AVAILABLE DATA:
•••
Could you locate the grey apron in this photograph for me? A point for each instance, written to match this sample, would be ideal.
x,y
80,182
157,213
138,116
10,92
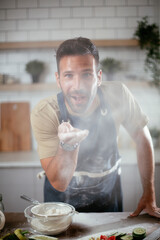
•••
PROBLEM TO SOLVE:
Copy the records above line for line and word for word, leaving out the pictures.

RIGHT ANSWER:
Could you locate the grey apron in this photograph for me? A point for each instance, written to match this sample, would be ideal.
x,y
80,182
157,213
138,116
10,92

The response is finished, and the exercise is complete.